EXERCISE DATA:
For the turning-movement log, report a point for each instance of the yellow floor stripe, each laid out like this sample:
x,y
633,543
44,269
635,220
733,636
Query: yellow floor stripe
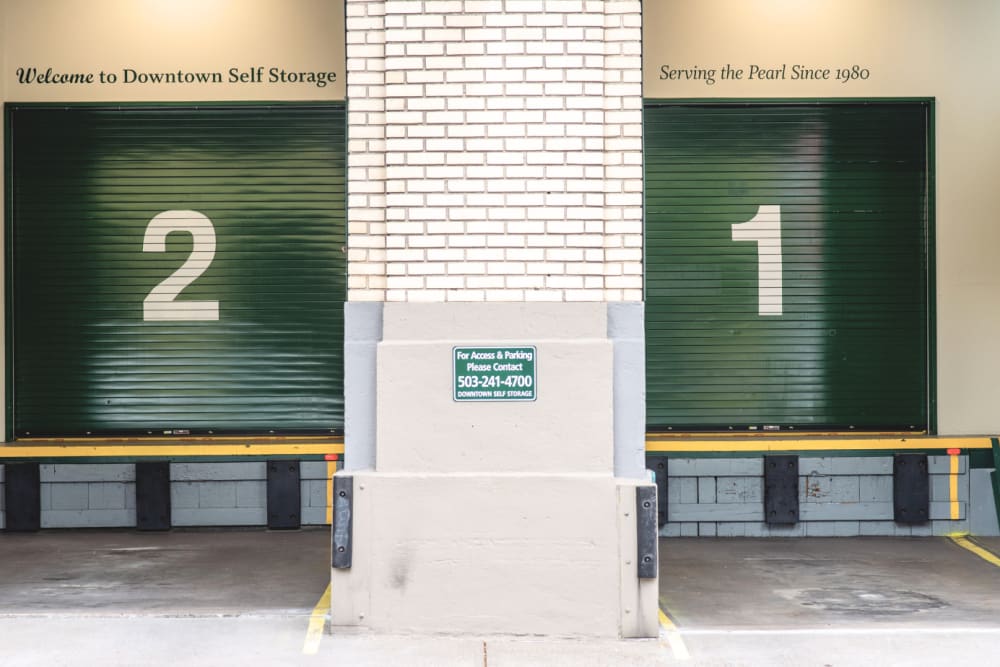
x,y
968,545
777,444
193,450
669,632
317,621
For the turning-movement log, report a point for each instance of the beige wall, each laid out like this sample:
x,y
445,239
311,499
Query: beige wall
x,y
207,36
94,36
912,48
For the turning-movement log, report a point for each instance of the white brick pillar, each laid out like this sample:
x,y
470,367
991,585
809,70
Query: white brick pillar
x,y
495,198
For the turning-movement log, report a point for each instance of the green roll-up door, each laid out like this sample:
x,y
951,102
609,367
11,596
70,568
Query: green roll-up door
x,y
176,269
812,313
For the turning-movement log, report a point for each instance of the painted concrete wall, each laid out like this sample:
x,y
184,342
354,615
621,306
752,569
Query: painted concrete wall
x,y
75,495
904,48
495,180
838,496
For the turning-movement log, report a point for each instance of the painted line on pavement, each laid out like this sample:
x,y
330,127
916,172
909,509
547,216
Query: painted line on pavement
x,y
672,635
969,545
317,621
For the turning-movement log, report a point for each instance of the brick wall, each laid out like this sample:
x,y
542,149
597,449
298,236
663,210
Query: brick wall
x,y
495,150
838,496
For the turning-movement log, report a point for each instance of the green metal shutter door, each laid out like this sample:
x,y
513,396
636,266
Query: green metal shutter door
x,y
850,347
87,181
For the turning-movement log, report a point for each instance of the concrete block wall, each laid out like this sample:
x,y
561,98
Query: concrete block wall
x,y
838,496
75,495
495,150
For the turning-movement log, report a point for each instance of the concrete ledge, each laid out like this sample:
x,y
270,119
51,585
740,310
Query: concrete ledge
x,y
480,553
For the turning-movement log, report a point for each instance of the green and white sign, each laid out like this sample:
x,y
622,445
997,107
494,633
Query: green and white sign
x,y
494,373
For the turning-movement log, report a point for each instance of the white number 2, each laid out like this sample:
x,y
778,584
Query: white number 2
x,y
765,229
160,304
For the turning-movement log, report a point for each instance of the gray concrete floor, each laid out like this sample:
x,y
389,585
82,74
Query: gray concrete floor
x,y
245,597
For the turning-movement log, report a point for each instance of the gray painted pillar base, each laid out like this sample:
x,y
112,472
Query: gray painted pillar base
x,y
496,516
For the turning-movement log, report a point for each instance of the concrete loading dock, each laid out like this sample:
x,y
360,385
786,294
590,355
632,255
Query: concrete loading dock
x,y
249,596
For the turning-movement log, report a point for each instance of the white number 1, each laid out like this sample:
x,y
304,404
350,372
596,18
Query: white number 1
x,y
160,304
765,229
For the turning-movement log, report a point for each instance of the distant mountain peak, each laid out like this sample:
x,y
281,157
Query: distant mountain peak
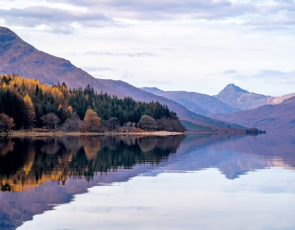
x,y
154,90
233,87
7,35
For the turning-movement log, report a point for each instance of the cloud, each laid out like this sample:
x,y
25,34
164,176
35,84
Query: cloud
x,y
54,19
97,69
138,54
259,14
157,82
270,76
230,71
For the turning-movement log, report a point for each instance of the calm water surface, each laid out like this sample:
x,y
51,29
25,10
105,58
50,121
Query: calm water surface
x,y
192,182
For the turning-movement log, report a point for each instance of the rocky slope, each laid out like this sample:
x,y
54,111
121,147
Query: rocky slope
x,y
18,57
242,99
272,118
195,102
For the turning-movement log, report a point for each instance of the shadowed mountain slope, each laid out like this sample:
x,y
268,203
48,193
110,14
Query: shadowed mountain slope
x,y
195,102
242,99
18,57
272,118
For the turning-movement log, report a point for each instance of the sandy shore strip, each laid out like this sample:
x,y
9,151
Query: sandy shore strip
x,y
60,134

---

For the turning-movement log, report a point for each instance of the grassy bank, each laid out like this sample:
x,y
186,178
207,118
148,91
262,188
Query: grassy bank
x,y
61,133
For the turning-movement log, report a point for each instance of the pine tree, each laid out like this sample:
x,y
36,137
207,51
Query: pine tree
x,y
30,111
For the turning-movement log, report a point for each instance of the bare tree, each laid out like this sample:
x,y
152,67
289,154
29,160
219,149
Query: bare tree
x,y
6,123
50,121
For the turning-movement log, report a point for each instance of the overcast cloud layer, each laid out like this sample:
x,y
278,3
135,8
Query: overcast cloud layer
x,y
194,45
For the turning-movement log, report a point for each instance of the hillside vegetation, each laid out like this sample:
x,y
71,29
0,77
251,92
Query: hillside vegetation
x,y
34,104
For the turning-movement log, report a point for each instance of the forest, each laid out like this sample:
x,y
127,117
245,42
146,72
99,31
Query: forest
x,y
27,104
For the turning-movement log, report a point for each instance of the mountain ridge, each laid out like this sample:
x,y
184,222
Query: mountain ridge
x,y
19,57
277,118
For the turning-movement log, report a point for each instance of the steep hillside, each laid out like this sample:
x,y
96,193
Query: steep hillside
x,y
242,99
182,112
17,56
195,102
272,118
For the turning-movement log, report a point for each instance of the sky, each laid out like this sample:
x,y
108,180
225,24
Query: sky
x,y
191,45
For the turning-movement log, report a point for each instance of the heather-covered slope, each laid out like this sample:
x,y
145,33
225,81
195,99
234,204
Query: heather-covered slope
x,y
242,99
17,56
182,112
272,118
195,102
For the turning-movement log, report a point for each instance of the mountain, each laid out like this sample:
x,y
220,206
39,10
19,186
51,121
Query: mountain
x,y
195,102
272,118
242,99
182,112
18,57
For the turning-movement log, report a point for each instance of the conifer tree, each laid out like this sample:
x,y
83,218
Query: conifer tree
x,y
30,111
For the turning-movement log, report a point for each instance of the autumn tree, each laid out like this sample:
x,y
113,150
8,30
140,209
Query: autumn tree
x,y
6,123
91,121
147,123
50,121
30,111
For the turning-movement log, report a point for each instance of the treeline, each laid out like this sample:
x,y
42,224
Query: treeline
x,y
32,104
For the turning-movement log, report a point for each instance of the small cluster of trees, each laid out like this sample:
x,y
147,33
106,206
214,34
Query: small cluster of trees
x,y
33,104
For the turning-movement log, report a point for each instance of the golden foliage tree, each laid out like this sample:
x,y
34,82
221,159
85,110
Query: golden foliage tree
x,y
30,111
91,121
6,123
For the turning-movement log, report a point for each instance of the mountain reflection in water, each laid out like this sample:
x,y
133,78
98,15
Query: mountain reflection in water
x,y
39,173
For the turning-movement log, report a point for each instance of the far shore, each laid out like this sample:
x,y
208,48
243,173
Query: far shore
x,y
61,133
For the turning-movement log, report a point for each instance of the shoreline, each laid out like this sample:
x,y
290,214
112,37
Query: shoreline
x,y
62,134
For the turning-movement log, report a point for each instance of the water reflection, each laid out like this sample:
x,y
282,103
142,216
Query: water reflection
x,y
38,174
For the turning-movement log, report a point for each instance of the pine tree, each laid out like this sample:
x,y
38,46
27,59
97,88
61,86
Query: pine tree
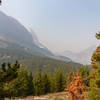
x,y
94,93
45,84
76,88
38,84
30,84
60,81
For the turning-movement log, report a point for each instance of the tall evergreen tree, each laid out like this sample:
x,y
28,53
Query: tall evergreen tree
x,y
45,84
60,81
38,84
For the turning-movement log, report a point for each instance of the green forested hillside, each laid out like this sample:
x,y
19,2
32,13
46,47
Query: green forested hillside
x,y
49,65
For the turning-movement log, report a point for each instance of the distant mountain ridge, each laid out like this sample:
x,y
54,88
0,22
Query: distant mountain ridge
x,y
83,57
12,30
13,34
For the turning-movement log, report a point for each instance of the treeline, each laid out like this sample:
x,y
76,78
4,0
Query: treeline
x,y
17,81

...

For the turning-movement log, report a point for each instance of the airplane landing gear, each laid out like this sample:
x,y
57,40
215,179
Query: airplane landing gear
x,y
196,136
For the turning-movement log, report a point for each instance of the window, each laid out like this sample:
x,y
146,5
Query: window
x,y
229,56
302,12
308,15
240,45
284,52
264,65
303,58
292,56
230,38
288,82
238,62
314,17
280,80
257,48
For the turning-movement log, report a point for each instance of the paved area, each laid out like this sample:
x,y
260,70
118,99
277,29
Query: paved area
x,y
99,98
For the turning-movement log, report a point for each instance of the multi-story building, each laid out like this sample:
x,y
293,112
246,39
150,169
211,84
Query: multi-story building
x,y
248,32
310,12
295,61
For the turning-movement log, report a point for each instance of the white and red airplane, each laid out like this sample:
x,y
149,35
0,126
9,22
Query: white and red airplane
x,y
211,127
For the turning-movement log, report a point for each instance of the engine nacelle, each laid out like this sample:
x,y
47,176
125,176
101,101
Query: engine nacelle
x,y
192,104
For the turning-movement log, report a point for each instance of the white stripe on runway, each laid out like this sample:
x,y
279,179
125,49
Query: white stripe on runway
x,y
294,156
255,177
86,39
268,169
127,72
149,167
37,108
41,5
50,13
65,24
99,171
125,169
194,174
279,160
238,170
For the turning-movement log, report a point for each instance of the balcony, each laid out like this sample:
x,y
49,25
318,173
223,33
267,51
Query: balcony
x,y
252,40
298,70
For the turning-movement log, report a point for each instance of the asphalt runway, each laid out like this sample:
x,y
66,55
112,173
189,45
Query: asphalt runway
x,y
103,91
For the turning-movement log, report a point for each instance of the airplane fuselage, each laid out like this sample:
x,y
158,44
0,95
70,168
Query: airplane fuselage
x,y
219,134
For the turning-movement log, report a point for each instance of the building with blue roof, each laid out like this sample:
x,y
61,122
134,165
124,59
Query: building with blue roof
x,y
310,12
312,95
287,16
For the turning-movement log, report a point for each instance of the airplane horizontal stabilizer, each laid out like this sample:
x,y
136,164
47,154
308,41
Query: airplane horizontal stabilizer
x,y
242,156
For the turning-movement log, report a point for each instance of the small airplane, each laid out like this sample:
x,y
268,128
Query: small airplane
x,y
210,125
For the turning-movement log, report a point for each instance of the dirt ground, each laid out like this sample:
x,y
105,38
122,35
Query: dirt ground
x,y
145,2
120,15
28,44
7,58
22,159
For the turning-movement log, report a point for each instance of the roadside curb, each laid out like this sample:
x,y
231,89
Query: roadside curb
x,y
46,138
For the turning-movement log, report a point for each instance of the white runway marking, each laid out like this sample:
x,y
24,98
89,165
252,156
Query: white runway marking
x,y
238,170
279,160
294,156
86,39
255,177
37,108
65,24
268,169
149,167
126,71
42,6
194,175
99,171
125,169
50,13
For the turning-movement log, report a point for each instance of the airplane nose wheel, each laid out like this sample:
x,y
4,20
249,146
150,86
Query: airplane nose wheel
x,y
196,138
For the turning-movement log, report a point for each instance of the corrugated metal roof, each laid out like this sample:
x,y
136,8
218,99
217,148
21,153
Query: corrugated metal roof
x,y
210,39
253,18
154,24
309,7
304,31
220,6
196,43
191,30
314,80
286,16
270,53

WHAT YOU SHOULD DO: Above are the records. Print exactly, and only, the lines from the line with "the mountain reflection" to the line with "the shoreline, each", both inclusive.

RESPONSE AREA:
For the turning-movement log, report a point for each instance of the mountain reflection in water, each laid out like this sample:
x,y
133,78
98,15
Query: mountain reflection in water
x,y
39,173
For the turning-movement log, report a point for each instance of the far shore, each laid out like this sample:
x,y
208,48
243,173
Query: far shore
x,y
61,133
For the turning-movement log, report a point for each instance of the shoreline, each laid out like this sample:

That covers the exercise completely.